■ Fragmento del documento:
▬▬▬▬▬▬

A diferencia de su nacimiento europeo en el siglo XIX, este debate sobre el socialismo del siglo XXI viene de la mano de los denominados “gobiernos progresistas” de América Latina y que comprende una variopinta convergencia de ubicaciones ideológicas entre varios gobiernos que son críticos al neoliberalismo, y que de una manera u otra adscriben a la izquierda, y en cuyos extremos se ubican el “socialismo” chileno, fuertemente liberal, y, al otro, la “revolución bolivariana” de Hugo Chávez en Venezuela.

En el medio aparecen los gobiernos de Evo Morales en Bolivia, Lula en Brasil, Tabaré Vásquez en Uruguay, Rafael Correa en Ecuador, Néstor Kirchner en Argentina, y Daniel Ortega en Nicaragua.

Pocas veces en la historia política de América Latina ha existido una coincidencia ideológica de gobiernos que adscriben, de una forma u otra, a las tesis de la izquierda política. Es sobre este escenario que se ha propuesto la idea del socialismo del siglo XXI.

Ahora bien, hay que indicar que América Latina ha sido la región más castigada por las políticas de estabilización y reforma estructural del Fondo Monetario Internacional, del Banco  Mundial, y del BID. La región se convirtió en una especie de laboratorio del modelo neoliberal que, además de su propuesta económica, innovó en sus técnicas de intervención directa sobre las organizaciones sociales.

El modelo neoliberal llegó a aberraciones tan incongruentes y desmesuradas como fueron los casos emblemáticos de Cochabamba, Bolivia, en donde se llegó al extremo de privatizar el agua de lluvia; en México, donde se destruyó la producción local de maíz; en Brasil donde se llegó a la catástrofe ecológica con el proyecto minero del Gran Carajas, financiada por el Banco Mundial; en Argentina donde se privatizó absolutamente todo el sector público; en Ecuador, donde se financió la destrucción de las organizaciones de los pueblos indígenas, con el proyecto del Banco Mundial, Prodepine.

No solo eso, sino que las políticas neoliberales consolidaron procesos perversos de concentración del ingreso, exclusión social y fragmentación comunitaria. A medida que la región avanzaba en el camino del neoliberalismo, la institucionalidad existente se desvanecía, la corrupción se consolidaba y las políticas clientelares, corporativas y patrimonialistas de los partidos políticos extendían su dominio sobre las sociedades generando comportamientos perversos.

▬▬▬▬▬▬

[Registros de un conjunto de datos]
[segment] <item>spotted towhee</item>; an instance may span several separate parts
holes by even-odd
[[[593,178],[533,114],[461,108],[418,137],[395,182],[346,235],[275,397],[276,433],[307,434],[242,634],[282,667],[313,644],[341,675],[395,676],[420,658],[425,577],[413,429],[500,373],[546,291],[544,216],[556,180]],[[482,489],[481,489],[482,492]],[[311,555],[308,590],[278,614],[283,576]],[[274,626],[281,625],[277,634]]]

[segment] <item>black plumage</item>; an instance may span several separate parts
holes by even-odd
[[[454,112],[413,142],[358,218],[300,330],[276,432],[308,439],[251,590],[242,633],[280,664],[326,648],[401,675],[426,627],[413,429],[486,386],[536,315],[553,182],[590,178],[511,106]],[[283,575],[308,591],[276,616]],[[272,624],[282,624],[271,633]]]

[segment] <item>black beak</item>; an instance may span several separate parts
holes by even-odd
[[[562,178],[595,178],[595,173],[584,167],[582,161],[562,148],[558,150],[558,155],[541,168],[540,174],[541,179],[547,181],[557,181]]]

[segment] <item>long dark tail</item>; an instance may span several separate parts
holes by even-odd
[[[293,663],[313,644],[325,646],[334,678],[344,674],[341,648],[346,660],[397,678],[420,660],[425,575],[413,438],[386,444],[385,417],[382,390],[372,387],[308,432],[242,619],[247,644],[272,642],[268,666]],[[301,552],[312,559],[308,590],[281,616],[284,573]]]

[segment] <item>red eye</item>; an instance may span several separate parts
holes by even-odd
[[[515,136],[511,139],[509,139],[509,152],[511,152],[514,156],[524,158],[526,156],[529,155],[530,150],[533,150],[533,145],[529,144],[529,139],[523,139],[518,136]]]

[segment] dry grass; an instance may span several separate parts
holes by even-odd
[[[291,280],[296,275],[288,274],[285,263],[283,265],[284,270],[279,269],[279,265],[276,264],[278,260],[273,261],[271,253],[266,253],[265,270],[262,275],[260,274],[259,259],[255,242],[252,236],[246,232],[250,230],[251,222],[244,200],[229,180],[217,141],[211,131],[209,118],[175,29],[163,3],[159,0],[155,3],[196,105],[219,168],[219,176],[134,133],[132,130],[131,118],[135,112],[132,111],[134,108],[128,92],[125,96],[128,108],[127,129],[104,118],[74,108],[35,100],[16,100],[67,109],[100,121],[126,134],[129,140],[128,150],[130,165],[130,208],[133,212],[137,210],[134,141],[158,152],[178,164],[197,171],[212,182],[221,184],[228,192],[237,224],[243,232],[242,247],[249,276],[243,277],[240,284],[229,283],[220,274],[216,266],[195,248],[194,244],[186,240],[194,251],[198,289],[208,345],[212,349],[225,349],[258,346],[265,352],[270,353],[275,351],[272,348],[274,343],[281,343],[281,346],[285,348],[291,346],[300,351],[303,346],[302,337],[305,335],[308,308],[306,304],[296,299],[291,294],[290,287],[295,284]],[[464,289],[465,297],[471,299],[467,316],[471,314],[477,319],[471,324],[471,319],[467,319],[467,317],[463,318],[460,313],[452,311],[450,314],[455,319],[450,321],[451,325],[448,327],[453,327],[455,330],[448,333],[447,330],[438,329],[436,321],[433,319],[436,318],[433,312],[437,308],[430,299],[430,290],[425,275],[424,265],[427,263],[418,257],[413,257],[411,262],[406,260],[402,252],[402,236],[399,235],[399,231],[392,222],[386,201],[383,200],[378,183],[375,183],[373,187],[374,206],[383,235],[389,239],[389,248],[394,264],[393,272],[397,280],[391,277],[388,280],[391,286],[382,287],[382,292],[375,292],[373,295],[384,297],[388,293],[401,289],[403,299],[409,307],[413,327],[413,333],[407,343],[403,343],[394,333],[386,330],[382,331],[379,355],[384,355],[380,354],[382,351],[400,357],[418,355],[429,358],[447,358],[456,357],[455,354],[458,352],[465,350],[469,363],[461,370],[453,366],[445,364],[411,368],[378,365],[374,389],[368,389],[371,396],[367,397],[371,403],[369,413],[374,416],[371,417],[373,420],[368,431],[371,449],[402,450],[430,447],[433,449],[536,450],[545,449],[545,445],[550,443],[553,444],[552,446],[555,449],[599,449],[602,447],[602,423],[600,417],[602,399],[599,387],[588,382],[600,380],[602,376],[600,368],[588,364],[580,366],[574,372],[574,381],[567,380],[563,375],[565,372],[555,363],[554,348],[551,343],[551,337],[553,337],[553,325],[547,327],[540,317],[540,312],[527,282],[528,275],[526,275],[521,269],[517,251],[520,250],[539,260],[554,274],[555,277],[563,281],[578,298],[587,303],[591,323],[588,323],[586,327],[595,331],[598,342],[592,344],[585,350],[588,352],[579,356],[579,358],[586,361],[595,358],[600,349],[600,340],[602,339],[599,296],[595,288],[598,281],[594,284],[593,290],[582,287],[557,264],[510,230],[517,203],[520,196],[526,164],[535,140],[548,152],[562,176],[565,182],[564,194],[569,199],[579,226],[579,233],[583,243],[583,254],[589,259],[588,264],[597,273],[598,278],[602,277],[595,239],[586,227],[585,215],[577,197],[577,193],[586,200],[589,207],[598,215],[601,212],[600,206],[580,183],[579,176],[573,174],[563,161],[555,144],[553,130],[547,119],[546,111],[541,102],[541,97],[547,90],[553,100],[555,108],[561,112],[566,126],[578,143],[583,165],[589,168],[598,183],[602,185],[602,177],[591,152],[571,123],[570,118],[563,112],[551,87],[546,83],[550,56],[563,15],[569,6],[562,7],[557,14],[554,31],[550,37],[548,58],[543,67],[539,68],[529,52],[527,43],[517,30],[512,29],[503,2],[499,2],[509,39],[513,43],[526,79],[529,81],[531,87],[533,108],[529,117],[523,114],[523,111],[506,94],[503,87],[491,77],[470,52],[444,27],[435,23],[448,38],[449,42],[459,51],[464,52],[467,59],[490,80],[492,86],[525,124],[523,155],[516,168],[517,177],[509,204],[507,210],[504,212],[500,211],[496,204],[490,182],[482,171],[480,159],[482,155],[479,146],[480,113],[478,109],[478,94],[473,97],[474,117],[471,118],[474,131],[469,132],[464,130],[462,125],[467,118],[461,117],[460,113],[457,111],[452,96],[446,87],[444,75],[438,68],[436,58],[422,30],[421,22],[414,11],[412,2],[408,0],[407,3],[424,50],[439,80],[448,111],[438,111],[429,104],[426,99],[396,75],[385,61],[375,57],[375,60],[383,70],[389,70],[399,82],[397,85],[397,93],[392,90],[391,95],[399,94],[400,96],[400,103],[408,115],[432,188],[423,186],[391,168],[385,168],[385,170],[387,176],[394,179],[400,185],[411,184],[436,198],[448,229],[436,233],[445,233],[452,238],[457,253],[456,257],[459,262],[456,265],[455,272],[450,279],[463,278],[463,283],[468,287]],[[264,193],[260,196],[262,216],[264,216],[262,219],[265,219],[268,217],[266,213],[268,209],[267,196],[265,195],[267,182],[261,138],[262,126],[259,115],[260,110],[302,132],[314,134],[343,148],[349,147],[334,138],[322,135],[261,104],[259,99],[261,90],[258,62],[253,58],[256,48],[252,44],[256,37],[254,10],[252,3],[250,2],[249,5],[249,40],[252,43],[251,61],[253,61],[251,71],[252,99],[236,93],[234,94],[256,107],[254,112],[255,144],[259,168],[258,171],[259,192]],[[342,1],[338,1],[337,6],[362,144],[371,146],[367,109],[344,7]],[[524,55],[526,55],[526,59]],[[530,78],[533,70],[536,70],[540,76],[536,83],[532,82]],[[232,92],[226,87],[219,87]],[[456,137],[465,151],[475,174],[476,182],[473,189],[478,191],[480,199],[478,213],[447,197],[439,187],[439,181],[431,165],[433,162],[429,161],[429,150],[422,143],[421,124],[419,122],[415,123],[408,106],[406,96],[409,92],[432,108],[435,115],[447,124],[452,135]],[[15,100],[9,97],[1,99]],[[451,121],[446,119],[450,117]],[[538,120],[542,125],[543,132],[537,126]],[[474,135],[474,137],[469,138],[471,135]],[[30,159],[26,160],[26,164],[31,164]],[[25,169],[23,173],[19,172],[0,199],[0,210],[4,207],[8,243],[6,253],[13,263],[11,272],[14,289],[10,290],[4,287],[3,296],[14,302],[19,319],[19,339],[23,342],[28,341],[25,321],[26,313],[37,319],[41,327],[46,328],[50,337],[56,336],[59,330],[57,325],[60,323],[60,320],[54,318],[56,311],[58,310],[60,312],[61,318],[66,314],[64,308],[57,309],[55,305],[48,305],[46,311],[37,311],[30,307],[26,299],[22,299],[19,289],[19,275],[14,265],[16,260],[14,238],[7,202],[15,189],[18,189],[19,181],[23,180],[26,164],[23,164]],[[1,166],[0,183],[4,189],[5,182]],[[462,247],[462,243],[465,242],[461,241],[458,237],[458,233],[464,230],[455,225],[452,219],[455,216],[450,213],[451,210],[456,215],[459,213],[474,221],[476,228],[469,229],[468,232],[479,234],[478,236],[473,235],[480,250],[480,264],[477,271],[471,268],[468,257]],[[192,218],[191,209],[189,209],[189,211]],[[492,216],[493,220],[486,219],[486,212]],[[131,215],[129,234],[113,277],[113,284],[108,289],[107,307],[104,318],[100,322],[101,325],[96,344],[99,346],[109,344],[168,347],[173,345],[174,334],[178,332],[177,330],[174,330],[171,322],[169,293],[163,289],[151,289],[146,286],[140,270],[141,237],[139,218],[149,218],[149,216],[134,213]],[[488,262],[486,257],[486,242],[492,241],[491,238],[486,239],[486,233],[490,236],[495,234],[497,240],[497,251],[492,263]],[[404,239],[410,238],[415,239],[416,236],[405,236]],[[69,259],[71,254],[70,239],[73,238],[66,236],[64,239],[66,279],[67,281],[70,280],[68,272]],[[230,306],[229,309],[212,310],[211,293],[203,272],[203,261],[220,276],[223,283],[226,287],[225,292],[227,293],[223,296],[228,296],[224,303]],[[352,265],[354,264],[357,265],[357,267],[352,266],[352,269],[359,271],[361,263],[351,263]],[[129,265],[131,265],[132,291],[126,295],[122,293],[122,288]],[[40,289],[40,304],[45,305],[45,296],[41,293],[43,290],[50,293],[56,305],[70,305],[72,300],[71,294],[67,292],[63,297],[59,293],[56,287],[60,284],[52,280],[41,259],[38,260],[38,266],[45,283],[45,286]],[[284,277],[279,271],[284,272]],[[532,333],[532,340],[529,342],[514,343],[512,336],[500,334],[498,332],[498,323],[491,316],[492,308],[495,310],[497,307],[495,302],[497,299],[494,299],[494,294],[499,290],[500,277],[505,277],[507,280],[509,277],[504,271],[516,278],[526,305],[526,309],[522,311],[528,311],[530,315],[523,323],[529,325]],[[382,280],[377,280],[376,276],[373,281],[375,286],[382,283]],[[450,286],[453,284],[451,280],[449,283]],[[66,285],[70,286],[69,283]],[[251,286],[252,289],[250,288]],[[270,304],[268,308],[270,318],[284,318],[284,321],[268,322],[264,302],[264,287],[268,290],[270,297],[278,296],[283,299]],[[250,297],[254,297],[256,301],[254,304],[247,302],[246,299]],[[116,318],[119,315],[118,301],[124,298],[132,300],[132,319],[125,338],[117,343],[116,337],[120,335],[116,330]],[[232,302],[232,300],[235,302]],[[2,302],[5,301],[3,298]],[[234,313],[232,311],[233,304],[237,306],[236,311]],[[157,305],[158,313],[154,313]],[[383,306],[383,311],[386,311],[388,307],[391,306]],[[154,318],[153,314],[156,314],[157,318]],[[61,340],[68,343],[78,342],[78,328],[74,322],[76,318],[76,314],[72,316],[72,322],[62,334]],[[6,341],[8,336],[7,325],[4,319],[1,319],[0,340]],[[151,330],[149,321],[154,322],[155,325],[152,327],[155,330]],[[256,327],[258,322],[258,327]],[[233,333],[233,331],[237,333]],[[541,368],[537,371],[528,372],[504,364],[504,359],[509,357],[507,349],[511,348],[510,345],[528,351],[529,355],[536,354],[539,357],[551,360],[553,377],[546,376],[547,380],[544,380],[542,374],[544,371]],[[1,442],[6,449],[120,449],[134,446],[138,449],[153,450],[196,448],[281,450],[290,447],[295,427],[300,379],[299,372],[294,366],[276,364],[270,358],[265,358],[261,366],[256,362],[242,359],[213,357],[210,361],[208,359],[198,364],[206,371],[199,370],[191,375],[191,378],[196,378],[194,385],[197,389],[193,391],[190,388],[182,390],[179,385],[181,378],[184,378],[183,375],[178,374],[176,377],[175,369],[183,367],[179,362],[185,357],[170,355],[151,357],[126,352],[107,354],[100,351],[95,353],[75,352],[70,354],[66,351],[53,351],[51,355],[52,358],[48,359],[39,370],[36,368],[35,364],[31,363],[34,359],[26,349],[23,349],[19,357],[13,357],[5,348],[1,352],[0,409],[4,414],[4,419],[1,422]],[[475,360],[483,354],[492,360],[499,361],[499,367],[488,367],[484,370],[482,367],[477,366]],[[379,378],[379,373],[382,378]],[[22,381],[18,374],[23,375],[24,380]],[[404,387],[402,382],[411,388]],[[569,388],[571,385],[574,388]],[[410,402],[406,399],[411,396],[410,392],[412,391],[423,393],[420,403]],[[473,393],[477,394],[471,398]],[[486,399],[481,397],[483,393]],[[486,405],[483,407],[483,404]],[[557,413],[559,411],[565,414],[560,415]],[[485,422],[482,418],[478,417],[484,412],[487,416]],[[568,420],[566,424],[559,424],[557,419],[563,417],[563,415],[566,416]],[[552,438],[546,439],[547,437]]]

▬▬▬▬▬▬

■ Tareas pendientes:
1. Transcribe del texto sobre el socialismo del siglo XXI el fragmento que va de "A diferencia de" a "Ortega en Nicaragua.".
2. Responde estas preguntas con lo que afirma el texto sobre el socialismo del siglo XXI:
(a) ¿Qué se llegó a privatizar en Cochabamba, Bolivia?
(b) ¿Qué se sitúa en el extremo opuesto al "socialismo" chileno?
(c) ¿Qué proyecto llevó a una catástrofe ecológica en Brasil y quién lo financió?
3. Prosigue el texto sobre el socialismo del siglo XXI a partir de su última oración.

■ Respuestas:
1.
A diferencia de su nacimiento europeo en el siglo XIX, este debate sobre el socialismo del siglo XXI viene de la mano de los denominados “gobiernos progresistas” de América Latina y que comprende una variopinta convergencia de ubicaciones ideológicas entre varios gobiernos que son críticos al neoliberalismo, y que de una manera u otra adscriben a la izquierda, y en cuyos extremos se ubican el “socialismo” chileno, fuertemente liberal, y, al otro, la “revolución bolivariana” de Hugo Chávez en Venezuela.

En el medio aparecen los gobiernos de Evo Morales en Bolivia, Lula en Brasil, Tabaré Vásquez en Uruguay, Rafael Correa en Ecuador, Néstor Kirchner en Argentina, y Daniel Ortega en Nicaragua.

2.
(a) Se llegó a privatizar el agua de lluvia.
(b) En el extremo opuesto se sitúa la "revolución bolivariana" de Hugo Chávez en Venezuela.
(c) Fue el proyecto minero del Gran Carajas, financiado por el Banco Mundial.

3.
El Banco Mundial por intermedio de una serie de proyectos de intervención sobre las organizaciones sociales, consolidó las políticas asistencialistas a través de programas de caridad pública que destruían los lazos comunitarios, las lógicas de organización interna y las dinámicas de resistencia y movilización social.

Ajuste macroeconómico fondomonetarista y violencia social se convirtieron en fenómenos correlativos: todos los gobiernos que adoptaban medidas de shock al tenor de las recomendaciones establecidas en las Cartas de Intención signadas con el FMI, veían erosionar su credibilidad y perder su legitimidad política de manera acelerada.

El sistema político latinoamericano acusó los golpes de haberse convertido en el instrumento de gestión política de las medidas de estabilización fondomonetarista. De ahí, por ejemplo, que las convulsiones sociales luego de la imposición de duros paquetes de ajuste propuesto por el FMI, hayan sido la norma desde inicios de la década de los ochenta, con su secuela de represión, confrontación social y pérdida de legitimidad de la democracia.

En todos los países de la región, las políticas recesivas del Fondo Monetario Internacional y del Banco Mundial provocaban pobreza, desindustrialización, reprimarización, desempleo, problemas ambientales y conflictos sociales. Sin embargo, la clase política de la región, asumió las políticas recesivas del FMI y del Banco Mundial como un sino ineluctable y de las cuales no habían posibilidades de escapatoria.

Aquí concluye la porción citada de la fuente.